Covid-19 Model


Covid-19 Forecasting

By late March 2020 it was becoming clear that many of the proliferating models being used to forecast Covid-19 cases were not performing well. Some models were based on overly simplistic logistic curve fits, and some assumed that the number of positive test results corresponded closely to the true number of cases, which was far from the truth in most countries but especially so in the United States. So we set ourselves the ambitious task of trying to do better, and are now publishing daily updates of our model.

How does it work?

Our Covid-19 model is based on what we call a Modified Markov Chain1We say “modified” because in a traditional Markov Chain the next state depends only on the current state. In our case the “states” are the aggregate status of all infected individuals on a given day, and the next state depends not only on the current state but on an additional external factor: the number of tests performed on a given day. The number of tests performed determines when a simulated “symptomatic untested” individual becomes a “symptomatic positive” individual, which in turns affects that individual’s likelihood of infecting others.. It simulates the various stages of infection (susceptible, asymptomatic, symptomatic, hospitalized, recovered, etc.) and the transitions between these stages. It has around 30 independent parameters, including:

  • The initial number of infections
  • The probability of transitioning from each stage to another
  • The time frame in which such transitions are possible for each stage
  • The probability of infecting others in each stage
  • The time frame and overall effectiveness of mitigation measures (including social distancing, travel restrictions, increased hand washing, etc.)

▸ DATA
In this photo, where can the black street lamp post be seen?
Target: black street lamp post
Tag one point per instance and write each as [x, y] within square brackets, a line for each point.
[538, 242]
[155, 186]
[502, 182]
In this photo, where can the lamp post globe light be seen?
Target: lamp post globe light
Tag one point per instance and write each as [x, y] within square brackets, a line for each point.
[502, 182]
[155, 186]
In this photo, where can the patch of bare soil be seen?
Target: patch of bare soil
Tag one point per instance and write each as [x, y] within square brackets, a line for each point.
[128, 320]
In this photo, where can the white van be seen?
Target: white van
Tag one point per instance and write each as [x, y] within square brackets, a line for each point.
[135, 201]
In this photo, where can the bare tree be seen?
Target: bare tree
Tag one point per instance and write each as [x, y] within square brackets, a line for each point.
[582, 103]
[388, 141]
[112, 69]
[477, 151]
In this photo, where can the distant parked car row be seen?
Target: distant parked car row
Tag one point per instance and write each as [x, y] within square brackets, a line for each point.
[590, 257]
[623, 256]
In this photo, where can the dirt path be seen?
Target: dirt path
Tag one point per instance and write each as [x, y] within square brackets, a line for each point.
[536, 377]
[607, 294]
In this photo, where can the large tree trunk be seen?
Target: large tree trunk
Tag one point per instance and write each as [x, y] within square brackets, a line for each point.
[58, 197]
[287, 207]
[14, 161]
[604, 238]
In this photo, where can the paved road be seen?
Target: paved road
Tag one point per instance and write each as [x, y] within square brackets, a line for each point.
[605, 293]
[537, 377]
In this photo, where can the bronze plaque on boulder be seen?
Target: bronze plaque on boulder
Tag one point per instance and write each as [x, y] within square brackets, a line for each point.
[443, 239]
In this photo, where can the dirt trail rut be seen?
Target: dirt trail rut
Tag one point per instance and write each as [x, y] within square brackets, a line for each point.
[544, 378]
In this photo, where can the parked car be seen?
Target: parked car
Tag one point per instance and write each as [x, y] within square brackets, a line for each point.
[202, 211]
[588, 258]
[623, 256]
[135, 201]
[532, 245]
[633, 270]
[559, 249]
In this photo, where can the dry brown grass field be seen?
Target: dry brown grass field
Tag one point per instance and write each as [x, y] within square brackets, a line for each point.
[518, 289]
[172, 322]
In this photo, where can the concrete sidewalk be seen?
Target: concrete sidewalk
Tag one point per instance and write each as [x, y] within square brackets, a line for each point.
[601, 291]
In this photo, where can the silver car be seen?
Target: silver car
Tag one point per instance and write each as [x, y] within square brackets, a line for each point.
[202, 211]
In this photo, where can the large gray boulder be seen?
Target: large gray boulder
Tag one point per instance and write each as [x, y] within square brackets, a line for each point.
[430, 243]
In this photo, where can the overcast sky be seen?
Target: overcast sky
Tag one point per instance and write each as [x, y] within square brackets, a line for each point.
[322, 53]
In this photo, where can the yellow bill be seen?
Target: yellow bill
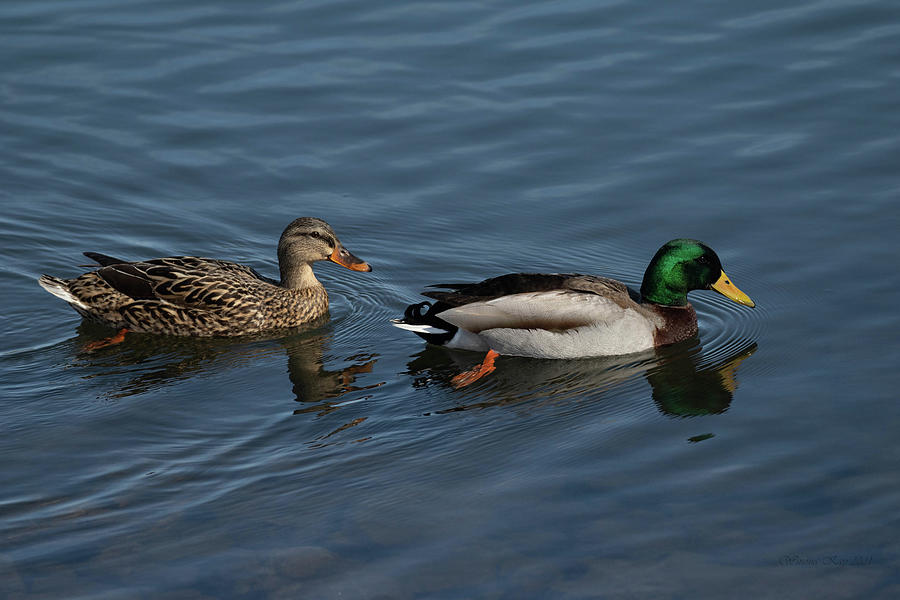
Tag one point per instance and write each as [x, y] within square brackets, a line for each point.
[730, 291]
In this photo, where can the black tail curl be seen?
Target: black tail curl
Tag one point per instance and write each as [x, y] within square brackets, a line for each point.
[423, 313]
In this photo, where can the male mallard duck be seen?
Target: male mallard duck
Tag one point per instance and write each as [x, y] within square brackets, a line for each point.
[570, 315]
[187, 295]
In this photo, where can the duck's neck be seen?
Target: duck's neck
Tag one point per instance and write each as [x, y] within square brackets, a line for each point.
[298, 276]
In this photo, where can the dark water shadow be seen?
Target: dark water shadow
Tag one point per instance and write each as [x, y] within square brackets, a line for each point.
[685, 381]
[146, 362]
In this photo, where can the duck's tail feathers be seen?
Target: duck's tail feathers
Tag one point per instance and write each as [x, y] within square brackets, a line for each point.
[60, 289]
[421, 320]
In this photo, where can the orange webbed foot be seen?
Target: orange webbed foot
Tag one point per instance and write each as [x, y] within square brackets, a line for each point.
[469, 377]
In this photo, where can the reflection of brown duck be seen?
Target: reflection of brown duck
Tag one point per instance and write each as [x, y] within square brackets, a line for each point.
[159, 361]
[681, 384]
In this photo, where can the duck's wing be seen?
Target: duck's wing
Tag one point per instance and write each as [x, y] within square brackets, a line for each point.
[185, 281]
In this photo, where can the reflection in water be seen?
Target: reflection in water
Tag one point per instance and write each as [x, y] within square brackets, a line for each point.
[153, 361]
[684, 382]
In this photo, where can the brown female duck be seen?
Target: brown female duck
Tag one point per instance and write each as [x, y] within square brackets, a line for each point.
[187, 295]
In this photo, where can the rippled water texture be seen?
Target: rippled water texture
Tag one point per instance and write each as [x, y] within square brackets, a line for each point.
[446, 142]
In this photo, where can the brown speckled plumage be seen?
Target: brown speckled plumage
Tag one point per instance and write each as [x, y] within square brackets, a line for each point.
[188, 295]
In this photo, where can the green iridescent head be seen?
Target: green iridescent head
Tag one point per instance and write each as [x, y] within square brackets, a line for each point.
[683, 265]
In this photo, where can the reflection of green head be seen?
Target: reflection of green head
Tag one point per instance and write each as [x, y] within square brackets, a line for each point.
[678, 267]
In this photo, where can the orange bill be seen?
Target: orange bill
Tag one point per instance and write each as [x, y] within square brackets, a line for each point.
[345, 258]
[730, 291]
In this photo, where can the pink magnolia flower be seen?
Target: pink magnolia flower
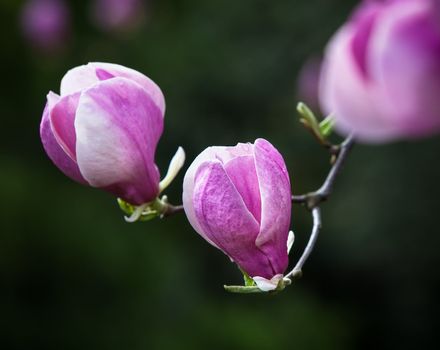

▸ TASKS TO PERFORM
(1) Quote the Covid-19 model text starting at "By late March" and ending at "does it work?".
(2) According to the Covid-19 model text, roughly how many independent parameters does the model have?
(3) Write the next part of the Covid-19 model text, picking up after its last sentence.
The material has no connection to the Covid-19 model text.

▸ ANSWERS FOR THE TASKS
(1)
By late March 2020 it was becoming clear that many of the proliferating models being used to forecast Covid-19 cases were not performing well. Some models were based on overly simplistic logistic curve fits, and some assumed that the number of positive test results corresponded closely to the true number of cases, which was far from the truth in most countries but especially so in the United States. So we set ourselves the ambitious task of trying to do better, and are now publishing daily updates of our model.

How does it work?

(2) Around 30.

(3)
With a functioning model, the challenge was then to find parameter values consistent with the observable data, such as hospitalizations and deaths. Because there are so many parameters and so few observables the system is significantly underdetermined, so we began with a global search algorithm (specifically, a differential evolution algorithm) to find the best possible fit out of a potentially large range of possibilities.

After the initial global search had converged on a promising parameter set, a least squares algorithm (with basin hopping) was applied on a daily basis, to continually refine the model as new data became available.

How accurate is it?

We compared our model’s predictions to those made by the University of Washington’s Institute for Health Metrics (IHME), one of the leading models employed by federal and state decision makers from the outset of the Covid-19 pandemic.

These comparisons show that our two-week predictions have been as good or better than IMHE’s and were, on April 27 in particular, better by a margin of over 10%, at a time when many states were making crucial decisions about when to ease lockdown restrictions.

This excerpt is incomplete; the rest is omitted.